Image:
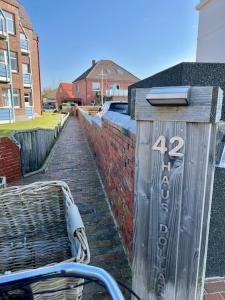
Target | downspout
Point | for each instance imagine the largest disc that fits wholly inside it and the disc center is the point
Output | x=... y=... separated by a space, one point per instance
x=12 y=110
x=29 y=49
x=39 y=71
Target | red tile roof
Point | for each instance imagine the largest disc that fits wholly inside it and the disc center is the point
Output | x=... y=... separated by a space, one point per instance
x=68 y=88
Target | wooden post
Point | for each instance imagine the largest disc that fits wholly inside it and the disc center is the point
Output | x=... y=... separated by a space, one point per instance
x=175 y=162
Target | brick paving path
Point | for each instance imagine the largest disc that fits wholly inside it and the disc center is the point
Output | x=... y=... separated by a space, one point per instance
x=73 y=163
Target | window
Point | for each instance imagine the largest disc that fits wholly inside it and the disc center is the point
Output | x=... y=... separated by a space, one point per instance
x=95 y=86
x=13 y=61
x=114 y=86
x=28 y=99
x=26 y=68
x=24 y=44
x=10 y=20
x=16 y=98
x=6 y=96
x=121 y=108
x=3 y=56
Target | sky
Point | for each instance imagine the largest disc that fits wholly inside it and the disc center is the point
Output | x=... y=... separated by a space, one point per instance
x=143 y=36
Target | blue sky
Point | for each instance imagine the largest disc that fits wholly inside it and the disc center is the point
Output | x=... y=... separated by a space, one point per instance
x=143 y=36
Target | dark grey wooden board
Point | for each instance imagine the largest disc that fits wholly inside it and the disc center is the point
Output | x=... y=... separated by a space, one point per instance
x=205 y=106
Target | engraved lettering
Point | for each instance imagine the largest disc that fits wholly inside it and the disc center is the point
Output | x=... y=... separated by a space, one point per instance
x=164 y=207
x=162 y=241
x=163 y=228
x=165 y=197
x=165 y=180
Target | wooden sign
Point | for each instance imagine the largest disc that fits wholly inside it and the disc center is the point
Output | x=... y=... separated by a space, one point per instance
x=175 y=162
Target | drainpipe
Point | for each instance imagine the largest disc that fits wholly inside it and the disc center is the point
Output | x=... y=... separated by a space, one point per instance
x=32 y=88
x=12 y=108
x=86 y=89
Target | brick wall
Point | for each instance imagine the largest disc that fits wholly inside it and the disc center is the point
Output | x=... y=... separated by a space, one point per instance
x=9 y=159
x=114 y=149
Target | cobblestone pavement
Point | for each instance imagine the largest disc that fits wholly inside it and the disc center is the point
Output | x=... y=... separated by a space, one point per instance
x=73 y=163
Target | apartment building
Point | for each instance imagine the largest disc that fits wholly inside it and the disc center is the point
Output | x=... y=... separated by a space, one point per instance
x=106 y=78
x=20 y=86
x=211 y=32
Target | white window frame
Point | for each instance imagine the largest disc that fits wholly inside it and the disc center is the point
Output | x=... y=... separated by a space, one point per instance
x=15 y=58
x=9 y=98
x=113 y=86
x=19 y=93
x=28 y=68
x=95 y=89
x=28 y=96
x=10 y=17
x=5 y=56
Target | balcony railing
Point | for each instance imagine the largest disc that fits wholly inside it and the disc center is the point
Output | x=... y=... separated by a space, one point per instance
x=116 y=93
x=4 y=73
x=24 y=45
x=27 y=80
x=3 y=33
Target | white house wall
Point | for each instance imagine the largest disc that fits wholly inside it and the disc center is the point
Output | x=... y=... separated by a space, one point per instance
x=211 y=34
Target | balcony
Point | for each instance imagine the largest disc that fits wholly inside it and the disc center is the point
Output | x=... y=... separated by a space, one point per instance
x=24 y=46
x=3 y=34
x=116 y=93
x=27 y=80
x=4 y=73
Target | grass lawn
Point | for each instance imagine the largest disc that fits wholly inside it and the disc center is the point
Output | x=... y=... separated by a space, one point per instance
x=47 y=120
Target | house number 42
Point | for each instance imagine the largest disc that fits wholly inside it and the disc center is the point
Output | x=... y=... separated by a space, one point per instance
x=160 y=145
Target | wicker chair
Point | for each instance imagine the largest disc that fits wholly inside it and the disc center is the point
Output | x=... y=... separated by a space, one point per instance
x=41 y=225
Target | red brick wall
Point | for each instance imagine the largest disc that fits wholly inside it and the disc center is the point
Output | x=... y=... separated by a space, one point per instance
x=9 y=159
x=114 y=149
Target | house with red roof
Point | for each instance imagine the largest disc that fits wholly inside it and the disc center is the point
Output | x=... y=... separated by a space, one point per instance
x=64 y=94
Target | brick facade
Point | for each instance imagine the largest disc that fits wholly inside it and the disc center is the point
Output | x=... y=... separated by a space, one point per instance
x=114 y=149
x=22 y=26
x=9 y=159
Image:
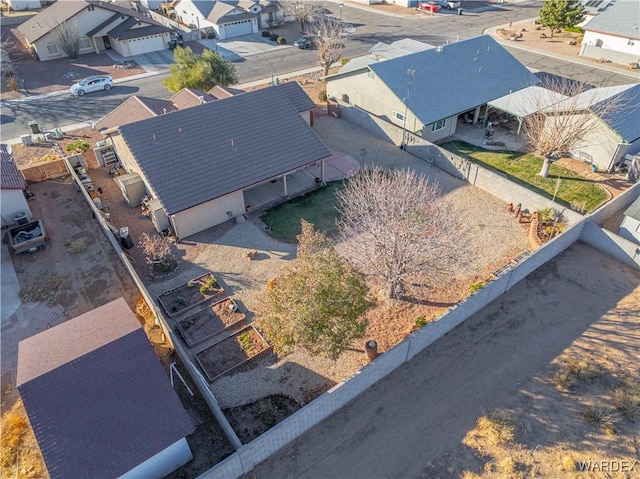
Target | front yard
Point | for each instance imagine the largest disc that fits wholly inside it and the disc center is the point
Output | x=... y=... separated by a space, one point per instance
x=569 y=188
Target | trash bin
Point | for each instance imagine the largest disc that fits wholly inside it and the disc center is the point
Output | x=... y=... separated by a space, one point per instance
x=35 y=128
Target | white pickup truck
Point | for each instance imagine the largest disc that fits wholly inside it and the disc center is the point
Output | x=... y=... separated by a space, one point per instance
x=448 y=4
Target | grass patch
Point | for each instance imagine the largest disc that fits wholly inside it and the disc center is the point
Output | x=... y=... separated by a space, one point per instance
x=317 y=207
x=497 y=427
x=523 y=169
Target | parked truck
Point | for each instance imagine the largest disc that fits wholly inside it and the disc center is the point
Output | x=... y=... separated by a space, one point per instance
x=28 y=237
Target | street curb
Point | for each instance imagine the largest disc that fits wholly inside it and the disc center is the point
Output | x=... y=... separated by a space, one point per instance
x=558 y=56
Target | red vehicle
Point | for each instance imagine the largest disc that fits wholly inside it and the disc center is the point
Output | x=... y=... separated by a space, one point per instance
x=428 y=7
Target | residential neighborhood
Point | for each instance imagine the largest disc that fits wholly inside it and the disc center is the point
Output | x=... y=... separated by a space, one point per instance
x=315 y=238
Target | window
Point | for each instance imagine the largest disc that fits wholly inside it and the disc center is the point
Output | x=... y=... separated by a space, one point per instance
x=52 y=49
x=438 y=125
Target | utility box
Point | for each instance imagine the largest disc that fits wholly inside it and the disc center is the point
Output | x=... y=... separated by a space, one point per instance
x=35 y=128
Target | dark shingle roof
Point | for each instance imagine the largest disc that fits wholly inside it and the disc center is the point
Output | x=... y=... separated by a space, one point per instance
x=297 y=96
x=135 y=108
x=96 y=395
x=475 y=71
x=195 y=155
x=10 y=176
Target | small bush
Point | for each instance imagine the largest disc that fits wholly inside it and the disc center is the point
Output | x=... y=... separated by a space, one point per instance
x=600 y=415
x=420 y=322
x=626 y=399
x=497 y=427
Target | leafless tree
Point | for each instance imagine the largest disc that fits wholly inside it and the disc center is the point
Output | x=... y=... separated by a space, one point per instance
----------
● Stated goal
Rescale everything from the line containing "Target | small bush" down to the end of the items: reproduce every line, requests included, with each coordinate in the answers multiplied by 0.7 and rounded to a whole number (halves up). Leave all other numbers unchanged.

● Complete response
Target | small bush
Point | for each instance imagine the largest disc that fits wholly inside it and the disc center is the point
Output | x=... y=... separated by a space, one point per instance
x=420 y=291
x=294 y=225
x=438 y=279
x=348 y=299
Target | leafless tree
Point | for each instance imagine the largest disc that fits wholly inside it and the disc center is the point
Output | x=... y=... separated by a space, one point per instance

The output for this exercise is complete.